**TRECHO DO DOCUMENTO**
A última hipótese aqui trazida (dolo eventual), não se amolda no presente caso, mas serve para refletirmos sobre a figura descrita no artigo 180. Seria a intenção do legislador de que, somente após comprovada ao extremo a vontade de adquirir o objeto proveniente de conduta ilícita, é que se poderia tipificar uma conduta como sendo de receptação (art. 180 caput), como quer nos fazer entender o Ministério Público em sua denúncia e, posteriormente, em alegações.
Poderíamos, Excelência, pedir a desclassificação do tipo penal, o que é imputado ao denunciado Jarcy Dos Santos, ou seja, receptação dolosa (art. 180 caput), para a figura descrita no artigo 180, § 1º (receptação culposa), que prevê o que segue:
Art. 180, § 1º – Adquirir ou receber coisa que, por sua natureza ou pela desproporção entre valor e o preço, ou pela condição de quem a oferece, deve presumir-se obtida por meio criminoso:
Pena – detenção, de 1 (um) mês a 1 (um) ano, ou multa, ou ambas as penas.
“A propósito da receptação culposa, diz DAMIÃO NETO, que o “receptor que agiu culposamente não pode ser considerado um ladrão vulgar, é antes de mais nada vítima de sua própria ignorância, boa-fé, erro, cobiça ou ambição. Jamais delinqüiria, agindo de “moto próprio” ou “sponte sua”. Não é agente, é sim um impulsionado, vítima das próprias circunstâncias” (referido por RIBEIRO PONTES, “in” Código Penal Brasileiro, Comentado, 8ª Ed. Freitas Bastos, pág. 284).
Natureza do objeto material: como anteriormente exposto, o denunciado Jarcy Dos Santos, não sabia da origem ilícita dos objetos adquiridos, e quando de sua ciência, prontamente os entregou na Delegacia de Polícia local. Ademais Excelência, como a pessoa de quem adquiriu os objetos, a utilização de celular é corriqueira e banal, configurando com isso a hipótese de não presunção de que tal objeto poderia ser produto de crime.
Na perfeita valoração de todos esses elementos, apreender-se-á, se o elemento psicológico para a perpetração do crime se concretizou. Nesse sentido, as lições de BENTO DE FARIA, “in” Código Penal Brasileiro, vol. V, pág. 198, quando afirma que: “considera-se receptação culposa o fato da aquisição ou recebimento da coisa que por sua natureza ou pela desproporção entre o valor e o preço ou pela condição de que o oferece, deve presumir-se obtida por meio criminoso.”
De fato, nesse sentido é a preleção de CARRAUD, ao esclarecer que a lei exige que o comprador “deva saber que o indivíduo em cujo poder o dito objeto se encontra só o podia obter por meio de uma ação delituosa” (“TRAITÉ DU DROIT PÉNAL” – pág. 683).

**INSTRUÇÕES DO EXERCÍCIO**
Prossiga com o texto sobre receptação culposa a partir do ponto em que ele termina.

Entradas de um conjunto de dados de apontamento
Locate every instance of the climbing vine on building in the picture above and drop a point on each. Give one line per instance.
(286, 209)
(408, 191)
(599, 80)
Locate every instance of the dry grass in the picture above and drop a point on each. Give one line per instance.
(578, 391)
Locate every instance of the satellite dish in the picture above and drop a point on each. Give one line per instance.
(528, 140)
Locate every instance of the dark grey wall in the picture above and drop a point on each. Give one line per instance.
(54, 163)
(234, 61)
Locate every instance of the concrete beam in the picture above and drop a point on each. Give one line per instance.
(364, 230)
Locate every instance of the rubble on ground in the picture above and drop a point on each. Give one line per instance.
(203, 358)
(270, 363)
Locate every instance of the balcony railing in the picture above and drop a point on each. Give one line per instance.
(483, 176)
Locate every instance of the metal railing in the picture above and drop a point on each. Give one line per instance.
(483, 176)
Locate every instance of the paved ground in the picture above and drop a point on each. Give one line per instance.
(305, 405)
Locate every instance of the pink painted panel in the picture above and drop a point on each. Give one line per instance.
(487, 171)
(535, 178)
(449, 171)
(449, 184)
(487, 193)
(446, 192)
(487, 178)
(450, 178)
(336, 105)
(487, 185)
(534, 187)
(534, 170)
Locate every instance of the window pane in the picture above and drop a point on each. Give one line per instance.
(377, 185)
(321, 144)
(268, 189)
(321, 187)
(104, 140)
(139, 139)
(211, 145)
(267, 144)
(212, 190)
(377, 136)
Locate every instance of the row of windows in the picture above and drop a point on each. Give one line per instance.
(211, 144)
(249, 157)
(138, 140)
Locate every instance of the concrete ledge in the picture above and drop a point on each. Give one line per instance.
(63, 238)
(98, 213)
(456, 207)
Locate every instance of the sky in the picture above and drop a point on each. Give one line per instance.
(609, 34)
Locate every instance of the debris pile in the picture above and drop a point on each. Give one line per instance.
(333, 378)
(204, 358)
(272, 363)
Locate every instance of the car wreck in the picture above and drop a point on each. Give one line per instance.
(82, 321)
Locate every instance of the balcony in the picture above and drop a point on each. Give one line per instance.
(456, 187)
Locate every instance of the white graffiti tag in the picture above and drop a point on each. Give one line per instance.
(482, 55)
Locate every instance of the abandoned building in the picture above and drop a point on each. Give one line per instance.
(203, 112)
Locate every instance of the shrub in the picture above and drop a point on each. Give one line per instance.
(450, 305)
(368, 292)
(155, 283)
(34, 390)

**RESULTADO DO EXERCÍCIO**
“Diante disso, é de se ver que, quando da apreciação dos elementos constitutivos do tipo penal da receptação culposa, devem ser considerados todos esses elementos, individual e coletivamente, e tal análise deve ser profundamente minuciosa, no sentido de se apreender o elemento psicológico que possuía o acusado quando da ocorrência do fato imputado, para que a sentença não conduza a uma condenação injusta, em detrimento do acusado e da própria sociedade, na qual vive, e para a qual pode ser um membro útil”.
II. I – E DO ABUSO DE AUTORIDADE
Em primeiro lugar,tenhamos que esclarecer assim como dito no inquérito policial que em ronda policial, os policiais do “nada” sem motivo e sem fundada suspeita decidem abordar uma pessoa que está em local público e realizar busca pessoal em ……………………………….Dos Santos, (acreditamos até prova em contrário tratar-se de abuso de autoridade, pelo simples fato do denunciado não ter dado motivo para tal abordagem e revista) eis que avaliadas em R$ 1.000.00, qualquer sujeito, por mínima que seja sua renda, poderia adquirir para uso um celular.
Nos moldes nos dispositivos legais esculpidos na Legislação Processual Penal, dispõe:
Art. 240. A busca será domiciliar ou pessoal.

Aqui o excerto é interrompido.